┏━━

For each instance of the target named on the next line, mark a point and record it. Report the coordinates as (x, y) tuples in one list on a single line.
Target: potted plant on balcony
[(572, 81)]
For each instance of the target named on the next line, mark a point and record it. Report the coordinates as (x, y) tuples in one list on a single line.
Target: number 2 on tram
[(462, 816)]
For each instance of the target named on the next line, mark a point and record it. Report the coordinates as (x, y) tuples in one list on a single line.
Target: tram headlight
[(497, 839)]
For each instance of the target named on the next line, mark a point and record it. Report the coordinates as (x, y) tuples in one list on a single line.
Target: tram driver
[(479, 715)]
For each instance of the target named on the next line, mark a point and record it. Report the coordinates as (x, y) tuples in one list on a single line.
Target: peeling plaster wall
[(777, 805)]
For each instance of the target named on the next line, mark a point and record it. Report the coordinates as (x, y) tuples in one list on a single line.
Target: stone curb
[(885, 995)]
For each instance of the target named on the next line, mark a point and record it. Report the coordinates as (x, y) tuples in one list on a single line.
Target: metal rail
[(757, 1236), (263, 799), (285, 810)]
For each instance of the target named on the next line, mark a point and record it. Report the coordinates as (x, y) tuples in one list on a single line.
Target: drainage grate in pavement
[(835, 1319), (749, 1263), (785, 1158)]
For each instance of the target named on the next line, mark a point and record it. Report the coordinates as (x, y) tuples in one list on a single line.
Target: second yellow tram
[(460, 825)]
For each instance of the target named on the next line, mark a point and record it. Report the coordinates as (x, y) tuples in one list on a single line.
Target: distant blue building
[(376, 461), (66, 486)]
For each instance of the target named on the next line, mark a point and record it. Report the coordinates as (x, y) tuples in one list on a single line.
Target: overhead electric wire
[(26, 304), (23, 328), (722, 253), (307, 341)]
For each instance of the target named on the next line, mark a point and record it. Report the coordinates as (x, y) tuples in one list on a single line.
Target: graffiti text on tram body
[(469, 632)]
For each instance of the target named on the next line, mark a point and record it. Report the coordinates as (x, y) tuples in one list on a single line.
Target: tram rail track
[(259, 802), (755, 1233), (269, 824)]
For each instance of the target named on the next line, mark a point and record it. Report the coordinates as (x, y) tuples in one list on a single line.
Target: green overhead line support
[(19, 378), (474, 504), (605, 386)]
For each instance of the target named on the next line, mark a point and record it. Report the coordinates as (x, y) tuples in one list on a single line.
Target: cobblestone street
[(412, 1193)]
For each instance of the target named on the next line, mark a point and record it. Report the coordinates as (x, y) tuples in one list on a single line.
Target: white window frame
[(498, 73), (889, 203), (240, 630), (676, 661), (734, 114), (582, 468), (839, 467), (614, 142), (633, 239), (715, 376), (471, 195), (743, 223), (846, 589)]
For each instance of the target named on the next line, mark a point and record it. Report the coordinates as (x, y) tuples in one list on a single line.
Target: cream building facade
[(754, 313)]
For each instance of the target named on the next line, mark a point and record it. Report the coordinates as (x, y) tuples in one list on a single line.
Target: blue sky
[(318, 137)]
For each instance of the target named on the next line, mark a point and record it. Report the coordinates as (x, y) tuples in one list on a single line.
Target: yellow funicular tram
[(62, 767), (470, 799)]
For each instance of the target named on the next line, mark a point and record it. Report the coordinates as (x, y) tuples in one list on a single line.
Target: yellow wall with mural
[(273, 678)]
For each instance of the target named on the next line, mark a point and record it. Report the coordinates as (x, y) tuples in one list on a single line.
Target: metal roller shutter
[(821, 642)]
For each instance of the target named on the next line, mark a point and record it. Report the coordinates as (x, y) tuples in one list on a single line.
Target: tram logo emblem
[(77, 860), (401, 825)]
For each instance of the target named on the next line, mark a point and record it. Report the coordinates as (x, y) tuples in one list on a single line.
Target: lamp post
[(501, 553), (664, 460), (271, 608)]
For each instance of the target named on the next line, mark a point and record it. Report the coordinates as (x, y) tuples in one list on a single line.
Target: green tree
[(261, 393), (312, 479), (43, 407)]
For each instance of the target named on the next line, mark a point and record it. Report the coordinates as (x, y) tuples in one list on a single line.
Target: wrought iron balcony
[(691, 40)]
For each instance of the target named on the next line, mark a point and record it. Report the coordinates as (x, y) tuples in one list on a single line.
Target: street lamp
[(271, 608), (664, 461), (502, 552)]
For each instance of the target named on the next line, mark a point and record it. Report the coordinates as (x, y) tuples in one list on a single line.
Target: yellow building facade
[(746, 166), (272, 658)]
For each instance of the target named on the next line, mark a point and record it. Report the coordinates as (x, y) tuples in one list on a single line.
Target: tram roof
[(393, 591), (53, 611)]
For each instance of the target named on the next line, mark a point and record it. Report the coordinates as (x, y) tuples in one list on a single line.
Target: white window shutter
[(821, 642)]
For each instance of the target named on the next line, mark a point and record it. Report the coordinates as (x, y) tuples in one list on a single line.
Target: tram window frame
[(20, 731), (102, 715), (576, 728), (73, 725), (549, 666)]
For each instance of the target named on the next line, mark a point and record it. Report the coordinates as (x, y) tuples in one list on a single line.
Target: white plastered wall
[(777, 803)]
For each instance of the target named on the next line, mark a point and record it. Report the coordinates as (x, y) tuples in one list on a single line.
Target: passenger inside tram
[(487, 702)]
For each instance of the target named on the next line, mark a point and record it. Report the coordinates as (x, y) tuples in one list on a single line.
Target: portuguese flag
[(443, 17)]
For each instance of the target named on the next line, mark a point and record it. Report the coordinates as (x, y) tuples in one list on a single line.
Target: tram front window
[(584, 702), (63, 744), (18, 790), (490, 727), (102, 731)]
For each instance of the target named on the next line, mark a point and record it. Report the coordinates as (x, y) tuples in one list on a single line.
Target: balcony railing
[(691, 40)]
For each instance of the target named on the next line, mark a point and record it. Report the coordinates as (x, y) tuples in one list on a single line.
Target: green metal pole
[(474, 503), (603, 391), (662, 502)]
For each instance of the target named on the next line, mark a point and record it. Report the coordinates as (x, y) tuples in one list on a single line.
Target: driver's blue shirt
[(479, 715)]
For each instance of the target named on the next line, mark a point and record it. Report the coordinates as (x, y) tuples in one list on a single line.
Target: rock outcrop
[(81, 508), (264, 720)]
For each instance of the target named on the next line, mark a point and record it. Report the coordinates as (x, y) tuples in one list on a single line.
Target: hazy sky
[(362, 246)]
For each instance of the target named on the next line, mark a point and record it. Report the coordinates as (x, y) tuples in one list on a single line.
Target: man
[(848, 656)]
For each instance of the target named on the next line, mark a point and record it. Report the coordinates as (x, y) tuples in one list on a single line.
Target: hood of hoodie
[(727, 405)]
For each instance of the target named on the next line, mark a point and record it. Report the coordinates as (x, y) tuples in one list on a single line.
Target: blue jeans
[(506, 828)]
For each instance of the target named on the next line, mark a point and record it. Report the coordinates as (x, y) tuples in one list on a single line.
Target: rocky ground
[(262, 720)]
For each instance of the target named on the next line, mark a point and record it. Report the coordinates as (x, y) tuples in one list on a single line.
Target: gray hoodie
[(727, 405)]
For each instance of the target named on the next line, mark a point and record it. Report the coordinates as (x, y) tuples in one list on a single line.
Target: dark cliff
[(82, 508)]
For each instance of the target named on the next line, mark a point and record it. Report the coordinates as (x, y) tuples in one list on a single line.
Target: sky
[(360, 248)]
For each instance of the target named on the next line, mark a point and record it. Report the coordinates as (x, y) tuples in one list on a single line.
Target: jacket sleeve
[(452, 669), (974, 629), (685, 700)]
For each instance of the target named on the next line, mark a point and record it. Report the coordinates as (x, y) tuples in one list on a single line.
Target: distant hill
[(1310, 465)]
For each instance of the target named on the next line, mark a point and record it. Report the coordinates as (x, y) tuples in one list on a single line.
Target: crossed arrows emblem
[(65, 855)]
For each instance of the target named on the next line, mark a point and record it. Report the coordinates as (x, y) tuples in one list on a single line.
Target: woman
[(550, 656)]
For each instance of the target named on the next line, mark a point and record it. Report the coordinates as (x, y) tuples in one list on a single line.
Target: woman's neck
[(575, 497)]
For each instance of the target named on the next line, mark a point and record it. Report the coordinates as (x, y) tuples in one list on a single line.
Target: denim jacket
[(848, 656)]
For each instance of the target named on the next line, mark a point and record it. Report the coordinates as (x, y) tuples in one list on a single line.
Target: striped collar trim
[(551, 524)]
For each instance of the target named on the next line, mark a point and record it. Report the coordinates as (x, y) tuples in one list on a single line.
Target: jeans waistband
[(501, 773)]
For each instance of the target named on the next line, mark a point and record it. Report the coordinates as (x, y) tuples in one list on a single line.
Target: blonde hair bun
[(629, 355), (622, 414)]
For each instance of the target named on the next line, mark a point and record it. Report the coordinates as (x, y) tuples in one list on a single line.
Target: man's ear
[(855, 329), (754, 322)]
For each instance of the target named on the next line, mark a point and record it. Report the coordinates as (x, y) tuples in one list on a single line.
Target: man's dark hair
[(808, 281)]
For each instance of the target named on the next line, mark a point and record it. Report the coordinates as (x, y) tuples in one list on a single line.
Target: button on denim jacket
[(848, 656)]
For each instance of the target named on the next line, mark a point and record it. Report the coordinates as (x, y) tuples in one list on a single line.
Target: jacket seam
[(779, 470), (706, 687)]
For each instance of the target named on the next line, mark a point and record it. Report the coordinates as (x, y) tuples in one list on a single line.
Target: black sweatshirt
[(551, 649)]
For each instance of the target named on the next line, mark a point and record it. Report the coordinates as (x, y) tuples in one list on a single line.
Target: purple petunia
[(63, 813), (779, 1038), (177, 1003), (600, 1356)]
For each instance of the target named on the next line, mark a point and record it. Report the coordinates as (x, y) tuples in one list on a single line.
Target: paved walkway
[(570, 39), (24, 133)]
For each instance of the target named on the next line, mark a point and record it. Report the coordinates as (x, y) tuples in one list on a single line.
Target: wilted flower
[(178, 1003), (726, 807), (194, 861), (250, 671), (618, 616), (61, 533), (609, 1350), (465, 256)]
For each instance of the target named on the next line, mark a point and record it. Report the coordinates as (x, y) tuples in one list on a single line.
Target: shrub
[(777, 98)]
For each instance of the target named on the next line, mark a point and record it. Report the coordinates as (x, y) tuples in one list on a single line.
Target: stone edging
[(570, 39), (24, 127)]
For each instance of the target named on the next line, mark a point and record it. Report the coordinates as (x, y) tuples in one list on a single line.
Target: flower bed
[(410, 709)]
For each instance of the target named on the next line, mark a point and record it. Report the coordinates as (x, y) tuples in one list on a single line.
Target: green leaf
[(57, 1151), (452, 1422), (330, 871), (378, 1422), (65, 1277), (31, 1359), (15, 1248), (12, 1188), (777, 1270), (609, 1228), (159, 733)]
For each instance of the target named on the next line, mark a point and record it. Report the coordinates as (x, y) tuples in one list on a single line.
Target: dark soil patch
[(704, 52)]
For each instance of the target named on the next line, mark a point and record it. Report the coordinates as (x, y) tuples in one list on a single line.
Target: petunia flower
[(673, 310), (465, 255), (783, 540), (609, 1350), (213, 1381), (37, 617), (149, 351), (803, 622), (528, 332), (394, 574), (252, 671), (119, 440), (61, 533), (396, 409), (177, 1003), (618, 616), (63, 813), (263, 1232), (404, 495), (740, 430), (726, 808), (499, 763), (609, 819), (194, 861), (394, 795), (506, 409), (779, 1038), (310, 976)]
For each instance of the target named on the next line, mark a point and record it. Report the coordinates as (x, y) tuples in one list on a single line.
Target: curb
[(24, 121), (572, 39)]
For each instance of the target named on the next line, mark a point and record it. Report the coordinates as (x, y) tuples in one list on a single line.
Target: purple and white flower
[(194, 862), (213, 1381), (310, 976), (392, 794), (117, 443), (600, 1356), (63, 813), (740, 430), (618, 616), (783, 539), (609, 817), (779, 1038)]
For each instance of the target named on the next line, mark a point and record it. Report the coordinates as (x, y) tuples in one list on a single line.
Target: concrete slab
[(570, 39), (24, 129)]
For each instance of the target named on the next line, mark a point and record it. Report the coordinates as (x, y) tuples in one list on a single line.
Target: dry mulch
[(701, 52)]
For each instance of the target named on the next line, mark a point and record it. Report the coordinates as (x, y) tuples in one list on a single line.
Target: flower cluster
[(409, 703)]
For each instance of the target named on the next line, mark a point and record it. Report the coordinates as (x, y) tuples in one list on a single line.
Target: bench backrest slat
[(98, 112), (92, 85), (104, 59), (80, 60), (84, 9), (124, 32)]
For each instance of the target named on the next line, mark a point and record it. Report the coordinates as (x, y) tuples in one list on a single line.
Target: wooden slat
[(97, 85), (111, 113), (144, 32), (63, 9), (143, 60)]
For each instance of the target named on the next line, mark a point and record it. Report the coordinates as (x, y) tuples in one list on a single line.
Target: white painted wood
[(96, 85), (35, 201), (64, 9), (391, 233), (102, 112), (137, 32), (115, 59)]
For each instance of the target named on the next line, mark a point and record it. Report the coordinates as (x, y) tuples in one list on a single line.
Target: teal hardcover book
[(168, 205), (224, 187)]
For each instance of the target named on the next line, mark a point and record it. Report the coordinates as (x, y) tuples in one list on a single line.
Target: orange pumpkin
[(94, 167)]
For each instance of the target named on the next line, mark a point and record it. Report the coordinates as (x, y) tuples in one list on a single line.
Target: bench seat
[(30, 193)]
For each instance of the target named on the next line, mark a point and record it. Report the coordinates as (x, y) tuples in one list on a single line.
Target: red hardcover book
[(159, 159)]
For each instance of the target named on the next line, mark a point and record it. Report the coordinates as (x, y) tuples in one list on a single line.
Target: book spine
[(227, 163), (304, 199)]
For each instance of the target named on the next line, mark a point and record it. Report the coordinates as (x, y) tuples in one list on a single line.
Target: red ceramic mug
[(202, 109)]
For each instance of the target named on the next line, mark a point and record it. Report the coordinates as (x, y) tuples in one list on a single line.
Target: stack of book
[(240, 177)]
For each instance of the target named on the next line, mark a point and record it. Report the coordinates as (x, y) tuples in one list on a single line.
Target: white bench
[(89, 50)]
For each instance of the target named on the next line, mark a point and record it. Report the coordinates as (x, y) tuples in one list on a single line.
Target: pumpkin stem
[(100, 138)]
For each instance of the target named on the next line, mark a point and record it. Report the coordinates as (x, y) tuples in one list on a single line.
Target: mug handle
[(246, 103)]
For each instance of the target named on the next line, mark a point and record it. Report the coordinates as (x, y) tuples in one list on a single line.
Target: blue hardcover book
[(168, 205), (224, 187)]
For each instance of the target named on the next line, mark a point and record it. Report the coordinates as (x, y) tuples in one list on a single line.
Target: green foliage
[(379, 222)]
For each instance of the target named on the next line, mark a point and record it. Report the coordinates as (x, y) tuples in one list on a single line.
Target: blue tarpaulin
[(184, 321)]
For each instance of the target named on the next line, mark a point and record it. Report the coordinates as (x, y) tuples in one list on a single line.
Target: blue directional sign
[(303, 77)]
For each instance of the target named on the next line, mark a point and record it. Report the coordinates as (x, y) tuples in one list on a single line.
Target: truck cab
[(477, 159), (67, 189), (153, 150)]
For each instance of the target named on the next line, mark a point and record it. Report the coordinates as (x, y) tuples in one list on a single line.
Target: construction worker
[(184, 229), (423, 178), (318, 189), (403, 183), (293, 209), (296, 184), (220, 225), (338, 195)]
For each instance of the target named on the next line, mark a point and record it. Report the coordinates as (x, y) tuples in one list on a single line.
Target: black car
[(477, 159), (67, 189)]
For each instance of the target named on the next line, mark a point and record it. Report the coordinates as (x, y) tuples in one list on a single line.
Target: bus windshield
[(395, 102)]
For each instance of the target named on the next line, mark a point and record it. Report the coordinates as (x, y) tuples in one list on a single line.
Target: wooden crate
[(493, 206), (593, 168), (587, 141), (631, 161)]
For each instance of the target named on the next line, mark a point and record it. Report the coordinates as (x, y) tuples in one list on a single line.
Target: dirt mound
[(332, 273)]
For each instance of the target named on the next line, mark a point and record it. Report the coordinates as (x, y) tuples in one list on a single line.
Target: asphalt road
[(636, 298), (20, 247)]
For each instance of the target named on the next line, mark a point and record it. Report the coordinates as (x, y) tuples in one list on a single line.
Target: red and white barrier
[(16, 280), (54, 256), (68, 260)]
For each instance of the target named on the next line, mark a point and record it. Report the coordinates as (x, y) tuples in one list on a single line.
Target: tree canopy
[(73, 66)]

┗━━

* _Job_: Update the material from its start through the line containing "[(757, 1236), (263, 799), (285, 810)]" by replacing "tram" with "streetcar" and keeping everything else the same.

* _Response for this exercise_:
For each instance of the target named on the next line, mark a point and record it. Report the coordinates as (x, y) tuples in one list on a single line.
Target: potted plant on balcony
[(572, 81)]
For each instance of the target named on the next line, mark a point and record it. Report the coordinates as (x, y) tuples in one list on a single line.
Target: number 2 on streetcar
[(462, 816)]
For each instance of the target named on the next line, mark a point and record it. Report the coordinates as (x, y) tuples in one list on a single line.
Target: streetcar headlight
[(497, 839)]
For each instance of the target named on the next line, mark a point and record it. Report the coordinates as (x, y) tuples in one list on a single line.
Target: streetcar driver
[(479, 715)]
For each instance of the target named on the next line, mark a point and record it. Report the coordinates as (x, y) tuples in one list on a single line.
Target: peeling plaster wall
[(777, 805)]
For each instance of the target named on the next line, mark a point and record it. Report the coordinates as (x, y) tuples in one list on a single line.
Target: stone curb
[(885, 995)]
For each instance of the target named on the next line, mark a point and record it. Report the coordinates as (x, y) tuples in one list on a single line.
Target: metal rail
[(757, 1236), (263, 799), (285, 810)]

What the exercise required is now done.